• **課題 A**: K-1観戦記の中で、旧K-1甲子園に出ていた選手として筆者がウィキペディアで調べ、名前を聞かないと述べている選手をすべて挙げてください。
• **課題 B**: K-1観戦記のうち「その後、旧K-1崩壊の憂き目に遭い」で始まる段落を、主な事実を保ちつつ、より短くまとめてください。
• **課題 C**: K-1観戦記を、最後の文の後から書き継いでください。

• **提示文**:

•••

仕事の都合上、途切れ途切れしか見れていなかったですが、TwitterのTLを見ると好評だったようで、最近視聴者数が下がり傾向だったらしいアベマの格闘技コンテンツの中でも、300万人近い(実数より盛りまくっているだろうけど)視聴者数を記録したらしく、団体の底力を感じました。

 

目玉となったウェルター級トーナメントは本命と言われていた野扖正明が優勝しました。決勝戦の安保瑠輝也との対決は両者共プロとしての狂気性を表現しながらの激突が見応えがあって、UFCのキャラのある選手同士の試合を観ているかのようでした。

安保もK-1参戦初期の頃は運営に冷遇されているとか色々言われていましたが、YouTube等でキャラクターを確立していったのが試合の中でも上手く表現されていましたし、野扖も圧倒的強さというベクトルでそれに応えていたと思います。

 

野扖正明という選手はK-1甲子園の頃から観てきたのですが、高校1年生の時から同世代の中では既に実力はズバ抜けていて、K-1甲子園で優勝した時に「和製ペトロシアン」と称される程ディフェンス能力が高く評価されていました。

その活躍はK-1甲子園だけに留まらず、高校生でありながらもK-1 63kg級やKrushリングでプロの選手と拳を交えて戦っており、同階級の日本人トップキックボクサー達に引けを取らない強さを誇っていました。

その後、旧K-1崩壊の憂き目に遭い、キックボクシングにおけるメジャーの舞台が喪失してしまった事で色々と苦労していたようですが、新生K-1の旗揚げによりキックボクシングというジャンルに再び陽の光が当たるようになり、天才と呼ばれた高校生もプロの舞台で牙を研ぎ続けて、10年掛けて順当に世界トップファイターの一人として成長していった感があります。

 

それにしても、野扖正明繋がりで旧K-1甲子園に出ていた選手をウィキペディアで色々調べていたんですけど、雄大とか嶋田翔太とか日下部竜也とか、全然名前を聞かないなと思っていたら、2010年~2013年辺りを最後に試合をしていないんですよね。

•••

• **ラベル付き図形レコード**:
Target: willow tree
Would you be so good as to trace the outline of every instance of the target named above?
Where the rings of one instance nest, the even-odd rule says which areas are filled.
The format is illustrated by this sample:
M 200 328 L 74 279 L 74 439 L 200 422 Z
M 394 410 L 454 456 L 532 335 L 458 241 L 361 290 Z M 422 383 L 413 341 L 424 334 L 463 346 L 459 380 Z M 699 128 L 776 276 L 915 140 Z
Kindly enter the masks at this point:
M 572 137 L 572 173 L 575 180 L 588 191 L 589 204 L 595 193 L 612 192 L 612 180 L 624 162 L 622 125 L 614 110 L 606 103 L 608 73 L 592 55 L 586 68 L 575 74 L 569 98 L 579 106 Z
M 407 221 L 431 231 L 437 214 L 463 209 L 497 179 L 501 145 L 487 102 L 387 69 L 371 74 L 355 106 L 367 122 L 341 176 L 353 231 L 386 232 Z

•••

• **期待される出力 A**: 雄大、嶋田翔太、日下部竜也

• **期待される出力 B**: 旧K-1の崩壊でキックボクシングのメジャーな舞台が失われ苦労したが、新生K-1の旗揚げでジャンルが再び注目された。天才と呼ばれた高校生はプロで牙を研ぎ続け、10年かけて世界トップファイターの一人に成長した感がある。

• **期待される出力 C**:
「魔裟斗2世」と高校時代に煽られていたHIROYAよりも評価が高く「魔裟斗を超える10年に1度の逸材」と所属ジムの会長が絶賛していた藤ツカサという選手が居ましたが、プロでは10勝6敗という微妙な戦績で2011年を最後に試合の記録はありません。

「10で神童15で天才20過ぎればただの人」ということわざがありますが、子供の頃に天才少年と言われていたスポーツ選手でも、プロに入って通用するかどうかはまた別の話なわけです。

旧K-1が崩壊し日本格闘技界が暗黒期に突入してしまったが故に、闘うモチベーションが失われてしまったのもあるだろうし、あるいはキックボクシングよりも楽しい自分の生きる目標を見つけたのかもしれません。選手生命に関わる大怪我をして試合が出来なくなるケースもありますし、20前後なんて一番遊びたい盛りなので、酒、ギャンブル、セックスにのめり込んで練習しなくなったというケースも普通にあるでしょう。

 

そう考えると、大晦日のシバターとのミックスルールの試合とテソシソの3人ボクシングマッチでプロキックボクサーとして醜態を晒してしまった感のある「魔裟斗に遠く及ばなかった魔裟斗2世」HIROYAも、今も現役のプロファイターとしてリングに上がり続けているだけでも立派だと言えるかもしれません。

 

 

よこはまつりの裏では同じくアベマTVでプロフェッショナル修斗を生中継していて、メインのライト級タイトルマッチでは18歳の西川大和という選手が5RTKO勝利で史上最年少で修斗ライト級王者に戴冠したそうです。

現在21歳の修斗フライ級王者平良達郎、RIZINで活躍中の現在24歳の井上直樹もそうですが、ここに来て日本のMMA界で若い才能が躍動している感があります。

やはりTLを見ると「末恐ろしい、世界で通用出来る、今すぐUFCに行って欲しい」とのコメントが踊っていましたが、世界のメジャークラスで通用するか否かの判断を現時点で下すのは時期尚早のように思います。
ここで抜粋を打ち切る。